TEXT SEGMENT:

------

Changing stroke rehab and research worldwide now.Time is Brain! trillions and trillions of neurons that DIE each day because there are NO effective hyperacute therapies besides tPA(only 12% effective). I have 523 posts on hyperacute therapy, enough for researchers to spend decades proving them out. These are my personal ideas and blog on stroke rehabilitation and stroke research. Do not attempt any of these without checking with your medical provider. Unless you join me in agitating, when you need these therapies they won't be there.

What this blog is for:

My blog is not to help survivors recover, it is to have the 10 million yearly stroke survivors light fires underneath their doctors, stroke hospitals and stroke researchers to get stroke solved. 100% recovery. The stroke medical world is completely failing at that goal, they don't even have it as a goal. Shortly after getting out of the hospital and getting NO information on the process or protocols of stroke rehabilitation and recovery I started searching on the internet and found that no other survivor received useful information. This is an attempt to cover all stroke rehabilitation information that should be readily available to survivors so they can talk with informed knowledge to their medical staff. It lays out what needs to be done to get stroke survivors closer to 100% recovery. It's quite disgusting that this information is not available from every stroke association and doctors group.

Friday, February 19, 2016

Contributions of Cognitive Function to Straight- and Curved-Path Walking in Older Adults

How is your doctor using this to evaluate your cognitive function? It's only 4 years old.
http://www.archives-pmr.org/article/S0003-9993%2811%2901102-6/abstract?cc=y=
Presented in part to the American Geriatrics Society, May 2, 2009, Chicago, IL.

Abstract

Lowry KA, Brach JS, Nebes RD, Studenski SA, VanSwearingen JM. Contributions of cognitive function to straight- and curved-path walking in older adults.

Objective

To determine whether the cognitive function contribution to straight- and curved-path walking differs for older adults.

------

TASK DESCRIPTION:
Extract from the stroke blog post the part starting at "Lowry KA, Brach" and ending at "for older adults.", copying it word for word.

------

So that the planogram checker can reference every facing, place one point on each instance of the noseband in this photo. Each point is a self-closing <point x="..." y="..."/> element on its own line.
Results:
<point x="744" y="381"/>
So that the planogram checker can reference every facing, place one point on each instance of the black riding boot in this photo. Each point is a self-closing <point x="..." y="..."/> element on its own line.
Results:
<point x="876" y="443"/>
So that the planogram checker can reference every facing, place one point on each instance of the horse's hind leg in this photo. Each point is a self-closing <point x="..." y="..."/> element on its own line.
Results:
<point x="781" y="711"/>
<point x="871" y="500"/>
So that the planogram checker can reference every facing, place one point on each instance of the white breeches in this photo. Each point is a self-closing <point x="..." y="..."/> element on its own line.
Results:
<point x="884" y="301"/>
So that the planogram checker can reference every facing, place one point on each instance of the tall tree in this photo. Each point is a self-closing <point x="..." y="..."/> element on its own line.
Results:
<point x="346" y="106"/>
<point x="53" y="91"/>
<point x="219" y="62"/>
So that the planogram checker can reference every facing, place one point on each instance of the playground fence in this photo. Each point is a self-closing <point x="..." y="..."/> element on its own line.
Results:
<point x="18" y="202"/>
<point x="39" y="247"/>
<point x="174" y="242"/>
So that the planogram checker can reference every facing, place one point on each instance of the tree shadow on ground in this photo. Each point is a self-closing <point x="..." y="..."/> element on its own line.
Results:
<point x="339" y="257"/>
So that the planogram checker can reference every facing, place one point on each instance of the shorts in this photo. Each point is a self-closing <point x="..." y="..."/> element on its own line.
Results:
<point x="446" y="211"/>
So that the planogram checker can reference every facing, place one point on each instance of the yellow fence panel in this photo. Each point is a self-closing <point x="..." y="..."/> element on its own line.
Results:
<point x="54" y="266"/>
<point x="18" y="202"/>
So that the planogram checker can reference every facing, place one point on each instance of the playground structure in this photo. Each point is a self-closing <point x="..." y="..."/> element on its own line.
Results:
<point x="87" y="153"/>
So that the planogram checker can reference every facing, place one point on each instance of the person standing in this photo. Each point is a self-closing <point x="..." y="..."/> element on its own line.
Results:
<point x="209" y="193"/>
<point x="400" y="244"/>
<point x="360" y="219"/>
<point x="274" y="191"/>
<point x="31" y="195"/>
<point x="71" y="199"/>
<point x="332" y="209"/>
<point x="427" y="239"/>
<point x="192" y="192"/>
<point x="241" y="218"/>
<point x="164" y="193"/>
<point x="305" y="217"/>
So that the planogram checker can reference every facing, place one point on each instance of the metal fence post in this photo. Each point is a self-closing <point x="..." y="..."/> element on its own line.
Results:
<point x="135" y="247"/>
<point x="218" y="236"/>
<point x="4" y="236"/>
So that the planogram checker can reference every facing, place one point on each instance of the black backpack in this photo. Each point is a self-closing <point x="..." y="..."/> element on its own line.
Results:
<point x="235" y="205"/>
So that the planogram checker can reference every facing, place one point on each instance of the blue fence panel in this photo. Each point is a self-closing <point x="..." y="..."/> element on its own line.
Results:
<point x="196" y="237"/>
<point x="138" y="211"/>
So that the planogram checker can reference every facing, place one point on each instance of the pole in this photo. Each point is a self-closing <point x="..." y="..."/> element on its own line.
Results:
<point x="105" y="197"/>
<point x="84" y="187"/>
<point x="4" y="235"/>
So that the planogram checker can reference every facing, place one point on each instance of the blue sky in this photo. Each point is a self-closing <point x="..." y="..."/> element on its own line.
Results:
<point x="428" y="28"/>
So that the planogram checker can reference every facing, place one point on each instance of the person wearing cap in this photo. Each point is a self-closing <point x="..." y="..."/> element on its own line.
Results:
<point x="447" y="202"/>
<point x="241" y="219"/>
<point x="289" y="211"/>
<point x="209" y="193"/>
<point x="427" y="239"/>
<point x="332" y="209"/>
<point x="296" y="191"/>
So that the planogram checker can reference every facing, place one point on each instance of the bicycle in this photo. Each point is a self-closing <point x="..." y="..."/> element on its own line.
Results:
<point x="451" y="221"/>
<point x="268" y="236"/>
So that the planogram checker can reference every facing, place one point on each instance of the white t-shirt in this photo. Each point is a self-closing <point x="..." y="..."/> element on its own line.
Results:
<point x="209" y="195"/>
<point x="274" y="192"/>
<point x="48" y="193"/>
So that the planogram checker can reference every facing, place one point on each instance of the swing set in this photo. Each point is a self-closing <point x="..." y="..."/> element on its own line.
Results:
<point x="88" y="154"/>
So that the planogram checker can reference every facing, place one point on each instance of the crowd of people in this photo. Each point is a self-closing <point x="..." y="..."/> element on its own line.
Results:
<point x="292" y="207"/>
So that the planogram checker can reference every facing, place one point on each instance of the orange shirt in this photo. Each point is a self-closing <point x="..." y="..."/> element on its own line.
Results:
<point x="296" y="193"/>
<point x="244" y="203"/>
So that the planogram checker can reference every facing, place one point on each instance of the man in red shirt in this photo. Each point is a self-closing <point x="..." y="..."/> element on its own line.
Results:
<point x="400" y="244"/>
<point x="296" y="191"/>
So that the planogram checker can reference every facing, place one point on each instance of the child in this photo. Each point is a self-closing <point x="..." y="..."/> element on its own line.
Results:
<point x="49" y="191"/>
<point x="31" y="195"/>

------

ANSWER BELOW:
Lowry KA, Brach JS, Nebes RD, Studenski SA, VanSwearingen JM. Contributions of cognitive function to straight- and curved-path walking in older adults.

Objective

To determine whether the cognitive function contribution to straight- and curved-path walking differs for older adults.